- GIVEN PASSAGE -
Words by Beth Brown

“Here I am in Birkenau, the closest place to hell on this Earth.” (Eva Mozes Kor)

Josef Mengele entered Auschwitz in May 1943. During his time at the concentration camp, Mengele would conduct human experiments on prisoners: with a particular interest in twins. Mengele was keen to discover how to generate an Aryan race, viewing twins as the solution.  This immense desire ‘overrode all conscience and sense of morality’ according to Gerald Posner. Due to these tests, Mengele would more commonly be known as ‘The Angel of Death.’ 

At Auschwitz, over 3000 twins were experimented on under Mengele. Chillingly, despite the deadly experiments he would subject the children to, many referred to him as “Uncle Mengele” as he would bring sweets in his pockets and sometimes play with them. However, it was a very different story within Mengele’s labs. Most twins would have blood drawn daily alongside a series of tests. These experiments varied from cruel to outrightly gruesome. 

The twins were forced to undress and their anatomy was precisely studied, usually for several hours. Beyond this, more radical tests included mass blood transfusions between twins, chemical eye drops to recreate Aryan blue eyes, surgeries lacking anaesthetic and a variety of injections. These injections and tests remained widely a mystery to the twins, as they were not told the reasoning for the experiments or what was being done to them. For example, diseases such as typhus and tuberculosis would be purposefully injected into the prisoners without their knowledge. 

In the event of the death of any of the twins, Dr. Miklos Nyiszli, Mengele’s prisoner pathologist, would study their autopsies. Some twins were even purposefully killed simply for the posthumous examination. Only an estimated 200 twins survived Mengele’s experiments. 

However, one notable survivor is Eva Mozes Kor. Born in Transylvania, Romania in 1934,  Kor was a part of the only Jewish family in the small town of Portz. After Romania was occupied in 1940, Kor and her twin sister Miriam were called names, spat on and attacked at school. Not only were they not protected by staff, Kor recalls one instance where her teacher threw corn kernels into the corner of the room and made the girls kneel on them for an hour. Meanwhile, other schoolchildren were permitted to taunt the twins. 

Kor recounts the terrifying moments Nazis entered the town to take the family away: “the streets were lined with people. Nobody smiled. Nobody said a word.” The family were then taken to Auschwitz-Birkenau where over 1.1 million people were murdered, of which 90% were Jewish. Between May and July 1944 alone, around 430,000 Hungarian Jews arrived at Birkenau.

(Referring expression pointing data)
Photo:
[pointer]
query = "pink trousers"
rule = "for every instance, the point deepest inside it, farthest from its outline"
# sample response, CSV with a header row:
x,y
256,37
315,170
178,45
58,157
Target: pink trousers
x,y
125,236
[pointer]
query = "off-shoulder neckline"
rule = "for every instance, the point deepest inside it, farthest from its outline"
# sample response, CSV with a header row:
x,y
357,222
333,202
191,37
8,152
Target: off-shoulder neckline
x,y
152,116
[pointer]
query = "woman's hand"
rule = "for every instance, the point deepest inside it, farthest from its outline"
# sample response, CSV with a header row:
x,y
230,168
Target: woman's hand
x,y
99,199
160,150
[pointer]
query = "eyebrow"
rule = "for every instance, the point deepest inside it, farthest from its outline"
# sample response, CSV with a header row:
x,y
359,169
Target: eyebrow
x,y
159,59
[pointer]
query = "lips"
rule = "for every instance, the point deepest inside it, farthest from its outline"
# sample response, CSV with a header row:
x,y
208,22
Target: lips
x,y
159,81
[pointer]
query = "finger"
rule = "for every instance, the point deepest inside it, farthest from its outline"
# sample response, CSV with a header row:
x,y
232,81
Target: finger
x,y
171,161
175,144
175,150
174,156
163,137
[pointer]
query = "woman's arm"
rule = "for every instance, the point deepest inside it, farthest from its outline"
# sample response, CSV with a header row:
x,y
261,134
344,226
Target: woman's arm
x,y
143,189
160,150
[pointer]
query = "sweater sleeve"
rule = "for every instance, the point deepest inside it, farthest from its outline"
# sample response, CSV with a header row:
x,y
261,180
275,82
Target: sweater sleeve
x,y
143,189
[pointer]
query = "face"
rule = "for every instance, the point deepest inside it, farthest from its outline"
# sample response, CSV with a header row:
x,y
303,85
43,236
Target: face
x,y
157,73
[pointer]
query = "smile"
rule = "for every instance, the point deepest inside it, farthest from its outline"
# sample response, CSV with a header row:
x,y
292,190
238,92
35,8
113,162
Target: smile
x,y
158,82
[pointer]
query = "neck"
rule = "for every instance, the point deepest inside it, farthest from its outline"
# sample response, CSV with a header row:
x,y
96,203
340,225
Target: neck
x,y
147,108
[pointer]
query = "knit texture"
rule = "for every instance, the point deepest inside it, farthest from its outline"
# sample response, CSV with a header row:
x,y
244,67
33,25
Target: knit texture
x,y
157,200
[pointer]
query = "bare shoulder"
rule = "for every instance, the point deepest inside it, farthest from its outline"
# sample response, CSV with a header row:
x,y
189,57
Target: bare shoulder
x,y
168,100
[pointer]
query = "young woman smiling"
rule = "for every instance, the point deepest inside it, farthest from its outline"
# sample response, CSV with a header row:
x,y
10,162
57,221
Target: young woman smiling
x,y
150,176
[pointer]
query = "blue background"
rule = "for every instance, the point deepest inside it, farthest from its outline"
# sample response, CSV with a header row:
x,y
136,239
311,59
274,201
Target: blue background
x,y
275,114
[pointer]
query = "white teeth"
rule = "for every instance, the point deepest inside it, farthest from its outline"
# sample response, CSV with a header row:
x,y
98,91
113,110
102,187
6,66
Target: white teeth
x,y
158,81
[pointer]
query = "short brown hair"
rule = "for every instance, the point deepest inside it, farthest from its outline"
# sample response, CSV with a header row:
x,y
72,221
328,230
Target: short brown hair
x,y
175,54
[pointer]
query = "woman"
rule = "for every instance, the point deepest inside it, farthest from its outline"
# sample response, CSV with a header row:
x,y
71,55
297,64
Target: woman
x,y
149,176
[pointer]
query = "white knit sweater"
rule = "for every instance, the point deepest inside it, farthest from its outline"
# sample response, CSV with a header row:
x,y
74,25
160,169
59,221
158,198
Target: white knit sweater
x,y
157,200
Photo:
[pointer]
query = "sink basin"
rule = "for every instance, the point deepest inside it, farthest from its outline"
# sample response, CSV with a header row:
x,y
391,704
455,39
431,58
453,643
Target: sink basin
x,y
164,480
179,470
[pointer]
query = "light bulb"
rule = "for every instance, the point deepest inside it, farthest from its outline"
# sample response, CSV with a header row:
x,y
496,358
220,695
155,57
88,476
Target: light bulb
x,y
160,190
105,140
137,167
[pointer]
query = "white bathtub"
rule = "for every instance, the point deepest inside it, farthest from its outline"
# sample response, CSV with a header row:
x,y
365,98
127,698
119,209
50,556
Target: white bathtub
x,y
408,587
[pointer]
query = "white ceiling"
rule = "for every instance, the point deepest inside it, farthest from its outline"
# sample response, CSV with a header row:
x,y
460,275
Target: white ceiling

- BRIEF -
Rewrite everything in the passage on Josef Mengele from "Josef Mengele entered" down to "to outrightly gruesome.", putting "death camp" in place of "concentration camp".

- ANSWER TO THIS TASK -
Josef Mengele entered Auschwitz in May 1943. During his time at the death camp, Mengele would conduct human experiments on prisoners: with a particular interest in twins. Mengele was keen to discover how to generate an Aryan race, viewing twins as the solution.  This immense desire ‘overrode all conscience and sense of morality’ according to Gerald Posner. Due to these tests, Mengele would more commonly be known as ‘The Angel of Death.’ 

At Auschwitz, over 3000 twins were experimented on under Mengele. Chillingly, despite the deadly experiments he would subject the children to, many referred to him as “Uncle Mengele” as he would bring sweets in his pockets and sometimes play with them. However, it was a very different story within Mengele’s labs. Most twins would have blood drawn daily alongside a series of tests. These experiments varied from cruel to outrightly gruesome.